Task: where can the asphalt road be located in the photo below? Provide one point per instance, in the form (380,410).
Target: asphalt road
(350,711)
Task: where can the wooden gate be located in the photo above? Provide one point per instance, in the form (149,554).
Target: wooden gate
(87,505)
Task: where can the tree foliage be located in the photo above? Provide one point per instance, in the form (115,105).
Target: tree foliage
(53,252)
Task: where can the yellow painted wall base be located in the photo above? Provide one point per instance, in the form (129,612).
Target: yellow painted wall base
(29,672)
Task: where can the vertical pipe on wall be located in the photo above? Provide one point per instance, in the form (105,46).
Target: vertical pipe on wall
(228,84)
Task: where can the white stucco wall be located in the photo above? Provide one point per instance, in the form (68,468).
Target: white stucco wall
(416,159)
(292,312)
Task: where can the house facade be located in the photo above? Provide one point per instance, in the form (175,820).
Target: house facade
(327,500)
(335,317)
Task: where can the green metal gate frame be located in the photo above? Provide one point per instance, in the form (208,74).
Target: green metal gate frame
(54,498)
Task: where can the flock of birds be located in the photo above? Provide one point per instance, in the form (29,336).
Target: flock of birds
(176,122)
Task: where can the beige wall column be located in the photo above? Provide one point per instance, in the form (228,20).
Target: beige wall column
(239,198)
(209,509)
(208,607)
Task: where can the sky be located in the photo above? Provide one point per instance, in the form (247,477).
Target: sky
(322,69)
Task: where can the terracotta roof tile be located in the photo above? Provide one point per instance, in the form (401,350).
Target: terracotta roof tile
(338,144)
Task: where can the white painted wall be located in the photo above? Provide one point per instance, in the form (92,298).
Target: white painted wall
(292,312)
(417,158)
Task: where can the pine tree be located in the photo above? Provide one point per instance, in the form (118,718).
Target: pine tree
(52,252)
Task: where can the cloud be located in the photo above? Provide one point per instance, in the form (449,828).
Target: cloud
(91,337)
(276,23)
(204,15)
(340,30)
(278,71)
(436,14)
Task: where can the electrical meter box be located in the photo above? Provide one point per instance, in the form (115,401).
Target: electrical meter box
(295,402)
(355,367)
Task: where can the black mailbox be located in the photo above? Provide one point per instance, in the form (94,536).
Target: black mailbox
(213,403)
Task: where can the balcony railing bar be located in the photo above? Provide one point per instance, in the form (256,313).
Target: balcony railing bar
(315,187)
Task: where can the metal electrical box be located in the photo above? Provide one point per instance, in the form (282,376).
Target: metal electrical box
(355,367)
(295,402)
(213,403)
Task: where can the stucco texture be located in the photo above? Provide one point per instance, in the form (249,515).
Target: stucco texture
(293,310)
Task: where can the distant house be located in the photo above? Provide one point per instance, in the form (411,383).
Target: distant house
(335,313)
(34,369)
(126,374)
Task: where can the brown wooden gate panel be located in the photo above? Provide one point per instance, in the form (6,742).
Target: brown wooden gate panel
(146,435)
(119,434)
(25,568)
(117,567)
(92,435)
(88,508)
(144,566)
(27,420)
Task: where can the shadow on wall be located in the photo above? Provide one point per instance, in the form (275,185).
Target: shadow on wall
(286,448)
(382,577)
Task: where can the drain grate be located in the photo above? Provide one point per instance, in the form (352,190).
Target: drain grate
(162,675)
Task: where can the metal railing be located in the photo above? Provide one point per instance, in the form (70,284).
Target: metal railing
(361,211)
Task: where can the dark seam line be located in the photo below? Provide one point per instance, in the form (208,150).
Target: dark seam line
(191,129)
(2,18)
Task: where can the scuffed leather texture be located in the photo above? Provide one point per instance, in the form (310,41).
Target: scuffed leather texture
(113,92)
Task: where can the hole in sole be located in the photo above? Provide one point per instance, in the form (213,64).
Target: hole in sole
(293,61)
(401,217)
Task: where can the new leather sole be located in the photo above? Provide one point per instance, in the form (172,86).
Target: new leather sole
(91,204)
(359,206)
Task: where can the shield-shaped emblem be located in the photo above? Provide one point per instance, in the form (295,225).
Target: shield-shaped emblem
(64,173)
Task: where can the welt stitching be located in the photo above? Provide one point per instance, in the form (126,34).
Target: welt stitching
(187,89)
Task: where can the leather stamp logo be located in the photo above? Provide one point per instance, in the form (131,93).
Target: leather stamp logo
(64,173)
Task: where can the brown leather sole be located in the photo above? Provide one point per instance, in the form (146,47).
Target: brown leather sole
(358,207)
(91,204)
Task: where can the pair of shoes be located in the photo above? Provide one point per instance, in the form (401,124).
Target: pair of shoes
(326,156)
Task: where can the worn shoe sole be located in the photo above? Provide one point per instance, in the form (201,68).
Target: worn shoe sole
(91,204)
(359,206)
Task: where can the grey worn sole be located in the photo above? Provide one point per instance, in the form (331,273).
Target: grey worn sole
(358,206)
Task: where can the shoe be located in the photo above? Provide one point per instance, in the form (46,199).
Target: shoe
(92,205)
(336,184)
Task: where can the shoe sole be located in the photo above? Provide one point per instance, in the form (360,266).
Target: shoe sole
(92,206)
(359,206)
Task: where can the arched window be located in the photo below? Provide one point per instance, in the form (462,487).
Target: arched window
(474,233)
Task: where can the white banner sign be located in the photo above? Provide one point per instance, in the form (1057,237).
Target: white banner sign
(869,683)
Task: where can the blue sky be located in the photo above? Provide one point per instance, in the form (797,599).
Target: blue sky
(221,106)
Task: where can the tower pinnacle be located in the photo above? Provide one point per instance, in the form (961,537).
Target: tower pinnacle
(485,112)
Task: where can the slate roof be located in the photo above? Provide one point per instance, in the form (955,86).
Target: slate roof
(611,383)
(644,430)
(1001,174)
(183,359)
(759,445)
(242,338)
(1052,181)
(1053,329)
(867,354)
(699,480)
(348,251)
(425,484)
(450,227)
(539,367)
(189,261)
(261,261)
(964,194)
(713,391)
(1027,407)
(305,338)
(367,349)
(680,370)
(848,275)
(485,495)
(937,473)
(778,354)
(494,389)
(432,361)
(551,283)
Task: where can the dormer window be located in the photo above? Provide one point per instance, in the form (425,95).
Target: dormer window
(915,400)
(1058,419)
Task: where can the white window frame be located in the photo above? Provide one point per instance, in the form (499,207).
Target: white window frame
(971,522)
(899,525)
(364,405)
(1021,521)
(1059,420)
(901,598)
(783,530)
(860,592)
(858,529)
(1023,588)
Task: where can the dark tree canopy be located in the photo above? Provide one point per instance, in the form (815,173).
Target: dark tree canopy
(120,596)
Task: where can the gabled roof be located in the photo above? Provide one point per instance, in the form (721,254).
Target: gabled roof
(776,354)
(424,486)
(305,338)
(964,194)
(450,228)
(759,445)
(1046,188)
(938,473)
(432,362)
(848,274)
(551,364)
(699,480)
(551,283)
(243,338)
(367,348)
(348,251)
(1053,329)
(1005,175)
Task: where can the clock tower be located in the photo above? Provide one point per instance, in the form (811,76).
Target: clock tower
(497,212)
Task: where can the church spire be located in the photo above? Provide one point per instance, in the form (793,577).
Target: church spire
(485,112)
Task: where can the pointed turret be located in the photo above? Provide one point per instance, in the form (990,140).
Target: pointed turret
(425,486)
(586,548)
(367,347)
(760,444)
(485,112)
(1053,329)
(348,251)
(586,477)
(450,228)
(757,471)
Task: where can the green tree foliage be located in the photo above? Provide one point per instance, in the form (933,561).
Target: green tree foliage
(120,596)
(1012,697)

▬▬▬▬▬▬

- Brief:
Copy out exactly the lines between the line with "Task: where can the clock" and the last line of the entries, counting both of those lines.

- Finished exercise:
Task: where can the clock tower be located in the photo above? Provide one point per instance, in the form (811,76).
Target: clock tower
(497,212)
Task: where can the church spire be located in the photo above? Provide one point per instance, in the form (793,577).
Target: church spire
(485,112)
Task: where can the pointed turret be located in the photo above? Provide one point per instance, in the form (990,140).
Target: pointed turret
(425,486)
(586,548)
(367,347)
(760,444)
(485,112)
(1053,329)
(348,251)
(586,477)
(450,228)
(757,471)
Task: where can the green tree foliage be located in the photo above? Provide one point per instance, in the form (933,561).
Target: green tree foliage
(120,596)
(1012,697)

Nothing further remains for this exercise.